__WORK REQUIRED__: Could you print every record below exactly as it appears?

__Records from a collection__:
[Start]
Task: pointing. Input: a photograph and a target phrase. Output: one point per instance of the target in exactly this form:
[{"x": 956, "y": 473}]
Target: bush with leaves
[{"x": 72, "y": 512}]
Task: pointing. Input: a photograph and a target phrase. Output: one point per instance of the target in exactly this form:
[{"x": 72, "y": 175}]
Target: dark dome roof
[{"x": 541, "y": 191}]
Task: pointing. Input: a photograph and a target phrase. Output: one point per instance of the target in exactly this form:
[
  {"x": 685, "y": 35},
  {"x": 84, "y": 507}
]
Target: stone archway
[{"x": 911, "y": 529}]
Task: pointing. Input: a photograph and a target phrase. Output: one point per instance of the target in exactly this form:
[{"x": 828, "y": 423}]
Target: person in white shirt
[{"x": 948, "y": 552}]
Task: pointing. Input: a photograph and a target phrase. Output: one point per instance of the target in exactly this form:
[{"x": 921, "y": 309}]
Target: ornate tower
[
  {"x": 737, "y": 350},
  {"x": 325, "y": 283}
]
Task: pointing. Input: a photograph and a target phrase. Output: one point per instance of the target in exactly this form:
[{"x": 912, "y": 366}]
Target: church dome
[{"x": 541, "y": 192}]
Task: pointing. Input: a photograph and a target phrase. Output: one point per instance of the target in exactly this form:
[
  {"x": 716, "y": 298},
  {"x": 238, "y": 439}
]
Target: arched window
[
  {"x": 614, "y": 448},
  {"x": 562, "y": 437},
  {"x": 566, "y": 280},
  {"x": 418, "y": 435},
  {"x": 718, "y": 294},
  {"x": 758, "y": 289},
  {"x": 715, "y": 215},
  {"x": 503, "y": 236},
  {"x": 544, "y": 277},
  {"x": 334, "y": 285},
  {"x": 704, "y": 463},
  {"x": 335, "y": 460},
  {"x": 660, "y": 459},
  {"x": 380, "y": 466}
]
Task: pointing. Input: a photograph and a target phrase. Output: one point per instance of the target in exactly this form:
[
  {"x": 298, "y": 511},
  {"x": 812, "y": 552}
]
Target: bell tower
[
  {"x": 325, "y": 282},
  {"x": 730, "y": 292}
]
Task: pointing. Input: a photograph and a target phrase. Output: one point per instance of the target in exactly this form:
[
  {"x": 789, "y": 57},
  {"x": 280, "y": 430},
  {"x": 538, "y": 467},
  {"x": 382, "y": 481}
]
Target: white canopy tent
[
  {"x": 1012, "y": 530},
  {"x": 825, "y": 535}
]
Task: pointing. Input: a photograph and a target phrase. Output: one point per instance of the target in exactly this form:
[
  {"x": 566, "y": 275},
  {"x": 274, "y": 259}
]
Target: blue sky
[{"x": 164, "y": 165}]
[End]
__WORKED ANSWER__:
Task: pointing. Input: a photograph and a target phrase. Output: one point per instance of the target in exactly this form:
[{"x": 956, "y": 473}]
Target: bush with leaves
[{"x": 72, "y": 512}]
Task: pointing. Input: a photograph and a target phrase. Output: one point per instance of the target in exactly this form:
[{"x": 72, "y": 175}]
Target: dark dome roof
[{"x": 541, "y": 191}]
Task: pointing. Input: a photograph and a target phrase. Output: one point per instance of the target in exactly this form:
[
  {"x": 685, "y": 35},
  {"x": 84, "y": 507}
]
Target: stone archway
[{"x": 911, "y": 529}]
Task: pointing. Input: a photograph and a target phrase. Output: one point per instance of the target in exactly this form:
[{"x": 828, "y": 423}]
Target: person in white shirt
[{"x": 948, "y": 552}]
Task: pointing. Input: a photograph and a target phrase. Output: one point per instance of the target in exactly this form:
[{"x": 921, "y": 309}]
Target: ornate tower
[
  {"x": 737, "y": 350},
  {"x": 325, "y": 283}
]
Task: pointing. Input: a photograph and a target phrase. Output: one point per instance of the target in exactly this form:
[{"x": 912, "y": 366}]
Target: church dome
[{"x": 541, "y": 192}]
Task: pointing. Input: a photograph and a target phrase. Output: one point per instance of the target in exactly this form:
[
  {"x": 716, "y": 298},
  {"x": 238, "y": 439}
]
Target: arched window
[
  {"x": 614, "y": 448},
  {"x": 562, "y": 437},
  {"x": 566, "y": 280},
  {"x": 418, "y": 435},
  {"x": 718, "y": 294},
  {"x": 758, "y": 289},
  {"x": 715, "y": 215},
  {"x": 503, "y": 236},
  {"x": 544, "y": 277},
  {"x": 334, "y": 285},
  {"x": 704, "y": 463},
  {"x": 335, "y": 460},
  {"x": 660, "y": 459},
  {"x": 380, "y": 466}
]
Task: pointing. Input: a photograph and a target phrase. Output: one point per instance of the target in exactly this form:
[
  {"x": 298, "y": 511},
  {"x": 812, "y": 552}
]
Target: bell tower
[
  {"x": 325, "y": 282},
  {"x": 730, "y": 292}
]
Task: pointing. Input: a photograph and a target phrase. Output: one point per instance of the target in exactly this form:
[
  {"x": 789, "y": 57},
  {"x": 280, "y": 430},
  {"x": 538, "y": 467},
  {"x": 382, "y": 481}
]
Target: white canopy tent
[
  {"x": 1012, "y": 530},
  {"x": 825, "y": 535}
]
Task: pointing. Input: a photograph and a target phrase. Output: one point per instance of the target in exactly this form:
[
  {"x": 566, "y": 275},
  {"x": 274, "y": 259}
]
Target: blue sky
[{"x": 164, "y": 165}]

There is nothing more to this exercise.